**TASK GOAL**
In the listing below, write out exactly each line from the first through the one containing "positive clicks: (376, 388)".

-*-*-

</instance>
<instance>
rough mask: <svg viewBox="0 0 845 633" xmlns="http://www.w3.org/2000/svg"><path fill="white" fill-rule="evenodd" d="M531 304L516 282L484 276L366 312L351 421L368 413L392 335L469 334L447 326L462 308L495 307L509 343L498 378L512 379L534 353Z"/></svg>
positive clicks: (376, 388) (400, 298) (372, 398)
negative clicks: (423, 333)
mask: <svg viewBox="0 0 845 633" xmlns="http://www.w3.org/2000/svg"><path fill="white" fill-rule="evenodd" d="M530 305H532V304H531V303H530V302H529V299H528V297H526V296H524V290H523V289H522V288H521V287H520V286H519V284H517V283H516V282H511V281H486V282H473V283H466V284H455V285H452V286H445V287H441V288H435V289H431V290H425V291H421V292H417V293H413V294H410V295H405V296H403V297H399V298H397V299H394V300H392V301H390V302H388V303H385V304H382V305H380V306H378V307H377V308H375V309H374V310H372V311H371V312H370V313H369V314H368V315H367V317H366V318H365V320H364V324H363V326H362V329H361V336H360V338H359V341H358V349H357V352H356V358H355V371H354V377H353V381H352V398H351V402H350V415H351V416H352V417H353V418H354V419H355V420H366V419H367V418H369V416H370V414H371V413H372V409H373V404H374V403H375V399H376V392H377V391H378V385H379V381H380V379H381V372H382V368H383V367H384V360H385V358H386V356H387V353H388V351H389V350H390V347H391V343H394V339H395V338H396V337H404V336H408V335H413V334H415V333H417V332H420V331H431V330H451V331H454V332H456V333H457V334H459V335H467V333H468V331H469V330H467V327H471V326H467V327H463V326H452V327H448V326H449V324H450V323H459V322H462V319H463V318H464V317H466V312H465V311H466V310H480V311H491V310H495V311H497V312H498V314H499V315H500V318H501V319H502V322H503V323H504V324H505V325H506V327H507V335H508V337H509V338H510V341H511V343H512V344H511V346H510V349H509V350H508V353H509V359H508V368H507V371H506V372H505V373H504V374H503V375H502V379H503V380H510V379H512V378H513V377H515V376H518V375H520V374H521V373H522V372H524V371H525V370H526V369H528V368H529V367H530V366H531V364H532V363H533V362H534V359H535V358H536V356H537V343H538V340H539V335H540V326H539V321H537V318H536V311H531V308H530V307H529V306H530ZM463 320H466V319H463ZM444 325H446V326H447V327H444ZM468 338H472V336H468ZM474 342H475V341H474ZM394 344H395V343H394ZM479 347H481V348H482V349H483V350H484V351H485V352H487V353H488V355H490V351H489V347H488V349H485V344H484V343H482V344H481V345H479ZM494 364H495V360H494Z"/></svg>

-*-*-

**THE ANSWER**
</instance>
<instance>
rough mask: <svg viewBox="0 0 845 633" xmlns="http://www.w3.org/2000/svg"><path fill="white" fill-rule="evenodd" d="M531 304L516 282L484 276L366 312L351 421L368 413L392 335L469 334L447 326L462 308L495 307L509 343L498 378L512 379L534 353Z"/></svg>
positive clicks: (376, 388) (400, 298) (372, 398)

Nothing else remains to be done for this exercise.